Ziel von Bündnis 90/DIE GRÜNEN ist es, die Gesamtexposition eines jeden einzelnen so gering wie möglich zu halten. Daher haben wir uns in den letzten Jahren auf Bundesebene für eine Herabsetzung der Grenzwerte eingesetzt. Diese Verschärfung der Grenzwerte war jedoch mangels eindeutiger wissenschaftlicher Beweise bisher nicht durchsetzbar. Außerdem fordern wir, dass absolut alle Möglichkeiten zur Minimierung der Strahlung jeder einzelnen Technologie genutzt werden. Diese Reduzierungsmöglichkeiten sind unseres Erachtens bei Weitem noch nicht ausgeschöpft.
Genauso wie das Bundesamt für Strahlenschutz, weisen wir Grünen ebenfalls darauf hin, dass es bei der Gesamtexposition auch stets auf den Verbraucher ankommt. Messungen haben ergeben, dass Geräte, die nahe am Körper getragen werden, die höchste Exposition erzeugen. Hier ist also jeder Einzelne aufgefordert, selbst aktiv zu werden. Dem Polizisten hilft dies nicht in Bezug auf die Digitalfunk-Anlage in seinem Dienstwagen, jedoch in Bezug auf sein persönliches Handy.
Weiterhin ist für Bündnis90 / Die Grünen wichtig, dass die Erforschung der Auswirkungen der verschiedenen Immissionsquellen, wie sie im Deutschen Mobilfunk Forschungsprogramm geschehen ist, fortgesetzt wird. Leider hat die große Koalition im Bundestag diesen Antrag im Umweltausschuss im Juli 2007 gegen die Stimmen der Oppositionsparteien abgelehnt. Inhalt waren eine Fortführung mit den Schwerpunkten Auswirkungen auf Kinder und Jugendliche und die Langzeitforschung. Unseres Erachtens gibt es nämlich mittlerweile Hinweise (keine Beweise) darauf, dass eine Langzeitbestrahlung tatsächlich gesundheitsschädliche Auswirkungen hat.
Tatsache ist, dass in verschiedenen Studien Hinweise auf verschieden physiologische Effekte durch die Hochfrequenzstrahlung bspw. des Mobilfunks beschrieben wurden. Uneinig ist sich die Wissenschaft aber darüber, inwieweit diese beobachtbaren Effekte auch Gesundheitsschäden verursachen. Den endgültigen Beweis einer Unschädlichkeit kann die Wissenschaft möglicherweise nie erbringen. Für die Politik heißt das: Vorsorgeorientiert handeln.

UNTERSUCHTE DATEN>
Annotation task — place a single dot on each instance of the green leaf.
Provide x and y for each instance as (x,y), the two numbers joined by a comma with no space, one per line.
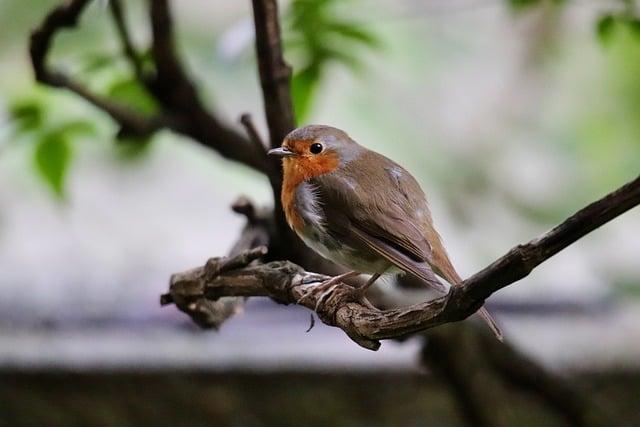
(352,32)
(634,25)
(52,157)
(605,27)
(27,114)
(131,149)
(303,87)
(522,4)
(130,92)
(76,128)
(98,61)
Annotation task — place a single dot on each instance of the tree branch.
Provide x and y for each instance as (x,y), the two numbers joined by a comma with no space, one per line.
(288,283)
(128,49)
(275,74)
(182,108)
(66,16)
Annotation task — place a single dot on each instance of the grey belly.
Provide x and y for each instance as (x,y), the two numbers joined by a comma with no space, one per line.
(362,260)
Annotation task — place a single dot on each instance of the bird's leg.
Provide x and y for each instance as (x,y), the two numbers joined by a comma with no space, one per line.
(327,286)
(361,291)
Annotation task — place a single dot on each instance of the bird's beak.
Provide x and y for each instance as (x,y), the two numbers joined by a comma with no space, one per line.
(281,152)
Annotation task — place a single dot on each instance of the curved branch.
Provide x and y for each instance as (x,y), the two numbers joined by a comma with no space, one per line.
(182,109)
(340,306)
(66,16)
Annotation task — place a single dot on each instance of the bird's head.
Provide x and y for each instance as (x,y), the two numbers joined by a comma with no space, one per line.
(314,150)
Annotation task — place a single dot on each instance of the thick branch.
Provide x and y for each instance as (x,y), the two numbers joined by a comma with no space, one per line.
(275,74)
(128,49)
(182,108)
(178,95)
(288,283)
(275,81)
(66,16)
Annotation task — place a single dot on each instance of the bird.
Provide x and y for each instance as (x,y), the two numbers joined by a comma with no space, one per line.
(361,210)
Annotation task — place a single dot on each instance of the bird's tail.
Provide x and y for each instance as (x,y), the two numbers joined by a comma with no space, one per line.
(491,323)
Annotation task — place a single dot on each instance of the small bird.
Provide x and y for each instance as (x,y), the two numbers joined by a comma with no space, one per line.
(361,210)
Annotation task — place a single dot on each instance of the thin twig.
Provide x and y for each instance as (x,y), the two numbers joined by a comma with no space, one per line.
(252,131)
(66,16)
(128,49)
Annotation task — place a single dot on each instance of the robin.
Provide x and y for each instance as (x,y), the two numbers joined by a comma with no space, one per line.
(361,210)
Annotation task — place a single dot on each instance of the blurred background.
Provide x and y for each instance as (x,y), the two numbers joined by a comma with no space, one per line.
(511,114)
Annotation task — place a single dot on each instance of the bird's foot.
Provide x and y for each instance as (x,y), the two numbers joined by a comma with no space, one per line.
(360,295)
(326,287)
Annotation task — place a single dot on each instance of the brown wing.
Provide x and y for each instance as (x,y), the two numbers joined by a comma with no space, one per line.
(384,209)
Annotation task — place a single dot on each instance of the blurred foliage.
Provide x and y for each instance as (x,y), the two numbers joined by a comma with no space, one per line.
(52,151)
(318,36)
(524,4)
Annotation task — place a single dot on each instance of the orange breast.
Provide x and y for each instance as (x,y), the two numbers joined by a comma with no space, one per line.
(296,171)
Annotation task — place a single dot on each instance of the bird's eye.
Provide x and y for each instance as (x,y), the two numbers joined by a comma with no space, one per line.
(316,148)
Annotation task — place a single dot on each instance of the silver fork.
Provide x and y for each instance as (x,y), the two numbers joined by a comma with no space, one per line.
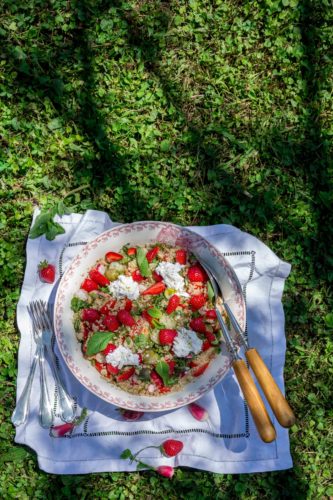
(45,409)
(66,404)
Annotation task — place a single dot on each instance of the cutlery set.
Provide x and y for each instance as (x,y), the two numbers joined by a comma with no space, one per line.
(274,396)
(43,337)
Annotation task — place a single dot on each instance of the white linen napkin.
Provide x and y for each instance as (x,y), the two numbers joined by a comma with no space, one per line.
(228,441)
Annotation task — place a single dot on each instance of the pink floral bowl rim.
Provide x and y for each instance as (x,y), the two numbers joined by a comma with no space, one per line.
(139,233)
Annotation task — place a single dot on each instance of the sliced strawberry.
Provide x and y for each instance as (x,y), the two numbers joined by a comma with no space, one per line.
(89,285)
(167,336)
(211,314)
(109,305)
(113,256)
(181,256)
(125,375)
(113,370)
(99,366)
(152,254)
(90,315)
(125,318)
(147,317)
(198,325)
(156,379)
(164,389)
(109,348)
(98,277)
(210,336)
(206,345)
(157,277)
(46,272)
(128,305)
(137,276)
(111,322)
(172,365)
(155,289)
(196,273)
(173,303)
(200,370)
(197,301)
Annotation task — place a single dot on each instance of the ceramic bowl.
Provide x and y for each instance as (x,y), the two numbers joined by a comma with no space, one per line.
(140,233)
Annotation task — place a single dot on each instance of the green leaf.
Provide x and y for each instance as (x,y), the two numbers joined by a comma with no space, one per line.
(154,312)
(329,320)
(162,368)
(98,342)
(210,291)
(143,263)
(140,341)
(126,454)
(40,225)
(78,304)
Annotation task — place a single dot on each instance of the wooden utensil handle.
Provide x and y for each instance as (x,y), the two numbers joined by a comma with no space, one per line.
(254,402)
(274,396)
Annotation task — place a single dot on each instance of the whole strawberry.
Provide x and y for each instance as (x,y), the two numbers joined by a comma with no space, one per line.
(46,272)
(171,447)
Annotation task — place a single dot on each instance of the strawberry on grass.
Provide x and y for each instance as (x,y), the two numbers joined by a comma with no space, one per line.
(46,272)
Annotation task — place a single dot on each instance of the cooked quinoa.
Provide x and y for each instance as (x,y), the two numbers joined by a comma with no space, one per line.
(145,319)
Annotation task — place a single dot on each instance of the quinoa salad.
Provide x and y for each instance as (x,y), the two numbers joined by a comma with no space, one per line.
(145,319)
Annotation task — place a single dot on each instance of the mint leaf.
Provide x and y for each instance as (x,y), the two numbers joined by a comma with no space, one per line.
(40,225)
(126,454)
(78,304)
(140,341)
(143,263)
(210,291)
(154,312)
(98,342)
(162,368)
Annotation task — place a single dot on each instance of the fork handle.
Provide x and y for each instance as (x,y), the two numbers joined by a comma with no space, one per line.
(274,396)
(20,413)
(45,407)
(255,403)
(66,406)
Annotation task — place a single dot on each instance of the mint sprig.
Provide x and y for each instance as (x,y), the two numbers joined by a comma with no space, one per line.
(143,263)
(98,342)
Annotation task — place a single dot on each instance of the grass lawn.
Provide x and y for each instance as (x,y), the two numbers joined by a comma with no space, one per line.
(190,111)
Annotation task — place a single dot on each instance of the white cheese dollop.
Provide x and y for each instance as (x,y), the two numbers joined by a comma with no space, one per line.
(122,356)
(186,342)
(125,286)
(171,276)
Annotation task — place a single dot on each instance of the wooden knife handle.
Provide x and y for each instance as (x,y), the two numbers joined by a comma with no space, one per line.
(274,396)
(254,402)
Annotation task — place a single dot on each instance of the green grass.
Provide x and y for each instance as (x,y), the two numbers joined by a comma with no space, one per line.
(195,112)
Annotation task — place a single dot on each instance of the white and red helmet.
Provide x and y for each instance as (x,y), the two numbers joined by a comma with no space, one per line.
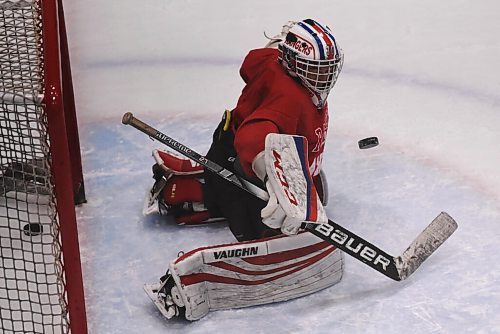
(309,52)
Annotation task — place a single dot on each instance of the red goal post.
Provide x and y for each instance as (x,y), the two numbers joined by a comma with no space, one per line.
(41,179)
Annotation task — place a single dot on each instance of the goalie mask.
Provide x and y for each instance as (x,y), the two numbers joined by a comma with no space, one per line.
(309,52)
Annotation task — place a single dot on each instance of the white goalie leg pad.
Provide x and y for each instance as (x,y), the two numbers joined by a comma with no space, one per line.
(254,273)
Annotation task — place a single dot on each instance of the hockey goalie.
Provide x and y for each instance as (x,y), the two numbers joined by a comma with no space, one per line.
(274,138)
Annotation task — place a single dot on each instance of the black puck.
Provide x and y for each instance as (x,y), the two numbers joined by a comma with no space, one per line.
(368,143)
(32,229)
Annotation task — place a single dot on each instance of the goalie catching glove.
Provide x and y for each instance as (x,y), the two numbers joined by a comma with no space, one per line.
(293,199)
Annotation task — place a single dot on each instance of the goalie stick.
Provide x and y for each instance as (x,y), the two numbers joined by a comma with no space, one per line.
(398,268)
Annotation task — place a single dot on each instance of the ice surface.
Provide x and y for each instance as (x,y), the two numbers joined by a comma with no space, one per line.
(422,76)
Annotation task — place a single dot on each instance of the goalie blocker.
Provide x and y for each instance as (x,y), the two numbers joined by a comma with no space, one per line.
(246,274)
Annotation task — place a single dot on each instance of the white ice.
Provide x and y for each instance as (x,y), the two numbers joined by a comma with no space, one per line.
(423,76)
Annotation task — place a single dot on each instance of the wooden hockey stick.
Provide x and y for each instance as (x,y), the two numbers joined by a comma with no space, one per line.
(397,268)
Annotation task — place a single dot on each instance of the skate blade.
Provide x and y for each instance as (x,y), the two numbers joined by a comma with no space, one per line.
(152,292)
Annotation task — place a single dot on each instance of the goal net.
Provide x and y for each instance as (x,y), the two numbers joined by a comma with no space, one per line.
(41,287)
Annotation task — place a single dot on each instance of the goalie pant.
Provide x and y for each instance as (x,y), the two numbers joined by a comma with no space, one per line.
(253,273)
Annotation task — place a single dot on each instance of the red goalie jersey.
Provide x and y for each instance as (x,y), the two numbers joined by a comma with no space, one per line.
(274,102)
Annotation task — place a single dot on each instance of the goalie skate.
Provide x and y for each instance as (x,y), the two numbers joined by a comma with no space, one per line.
(166,297)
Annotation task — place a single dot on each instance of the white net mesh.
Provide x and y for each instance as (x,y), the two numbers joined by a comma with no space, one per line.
(32,288)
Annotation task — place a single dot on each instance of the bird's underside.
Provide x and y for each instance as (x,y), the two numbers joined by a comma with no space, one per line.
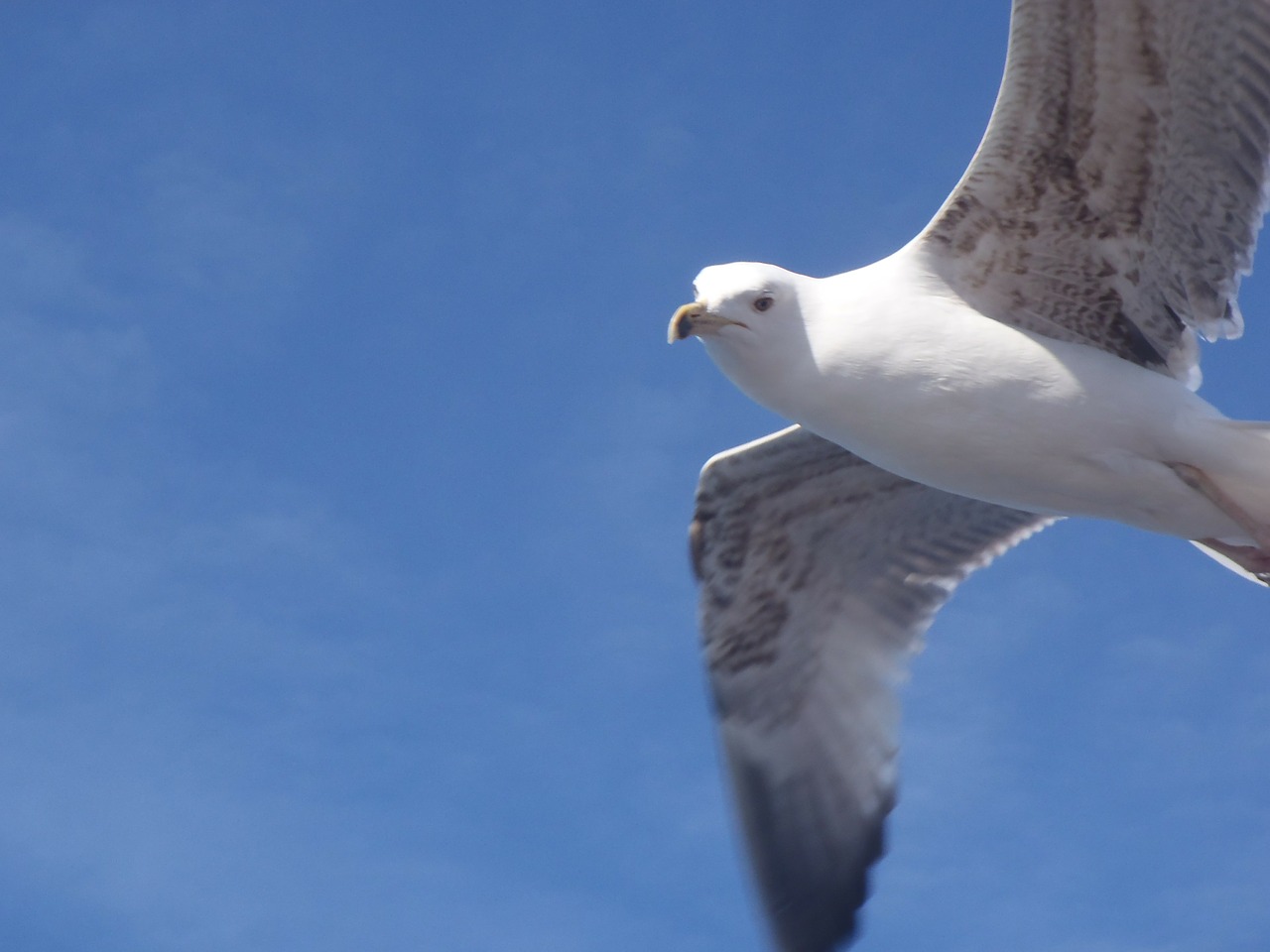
(1114,202)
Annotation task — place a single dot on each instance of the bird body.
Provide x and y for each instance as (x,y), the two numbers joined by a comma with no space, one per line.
(890,363)
(1032,354)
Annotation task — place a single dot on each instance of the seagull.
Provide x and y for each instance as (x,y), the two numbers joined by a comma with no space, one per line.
(1030,356)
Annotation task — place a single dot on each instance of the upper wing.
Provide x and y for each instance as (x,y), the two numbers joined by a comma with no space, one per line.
(818,575)
(1118,191)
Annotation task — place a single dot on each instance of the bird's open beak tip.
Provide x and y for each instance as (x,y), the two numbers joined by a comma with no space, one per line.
(681,324)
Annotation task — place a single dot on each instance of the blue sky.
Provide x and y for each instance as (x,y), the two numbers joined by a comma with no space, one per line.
(344,475)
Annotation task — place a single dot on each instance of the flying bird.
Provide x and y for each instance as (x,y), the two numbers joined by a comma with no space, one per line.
(1032,354)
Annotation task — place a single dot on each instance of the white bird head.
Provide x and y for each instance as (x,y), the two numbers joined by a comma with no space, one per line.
(751,320)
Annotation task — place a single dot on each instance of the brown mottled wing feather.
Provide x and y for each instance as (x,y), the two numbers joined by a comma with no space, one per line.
(1118,191)
(818,575)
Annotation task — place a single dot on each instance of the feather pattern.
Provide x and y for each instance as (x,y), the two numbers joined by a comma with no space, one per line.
(1118,191)
(820,572)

AUFGABENSTELLUNGEN>
**a.** Prüfen Sie, ob die folgenden Aussagen mit dem Textauszug übereinstimmen, und belegen Sie jede Antwort (ja oder nein) mit den ausschlaggebenden Worten des Textauszugs im genauen Wortlaut: (i) Eine Herabsetzung der Grenzwerte ließ sich bisher nicht durchsetzen. (ii) Der Antrag auf Fortsetzung der Forschung wurde im Umweltausschuss angenommen. (iii) Nach Messungen erzeugen körpernah getragene Geräte die höchste Exposition.
**b.** Geben Sie den Abschnitt des Textauszugs von „Ziel von Bündnis“ bis einschließlich „noch nicht ausgeschöpft.“ unverändert wieder.
Die Einträge stehen in keinem Zusammenhang mit dem Textauszug.

LÖSUNGEN>
**a.**
(i) Ja: „Diese Verschärfung der Grenzwerte war jedoch mangels eindeutiger wissenschaftlicher Beweise bisher nicht durchsetzbar.“
(ii) Nein: „Leider hat die große Koalition im Bundestag diesen Antrag im Umweltausschuss im Juli 2007 gegen die Stimmen der Oppositionsparteien abgelehnt.“
(iii) Ja: „Messungen haben ergeben, dass Geräte, die nahe am Körper getragen werden, die höchste Exposition erzeugen.“

**b.**
Ziel von Bündnis 90/DIE GRÜNEN ist es, die Gesamtexposition eines jeden einzelnen so gering wie möglich zu halten. Daher haben wir uns in den letzten Jahren auf Bundesebene für eine Herabsetzung der Grenzwerte eingesetzt. Diese Verschärfung der Grenzwerte war jedoch mangels eindeutiger wissenschaftlicher Beweise bisher nicht durchsetzbar. Außerdem fordern wir, dass absolut alle Möglichkeiten zur Minimierung der Strahlung jeder einzelnen Technologie genutzt werden. Diese Reduzierungsmöglichkeiten sind unseres Erachtens bei Weitem noch nicht ausgeschöpft.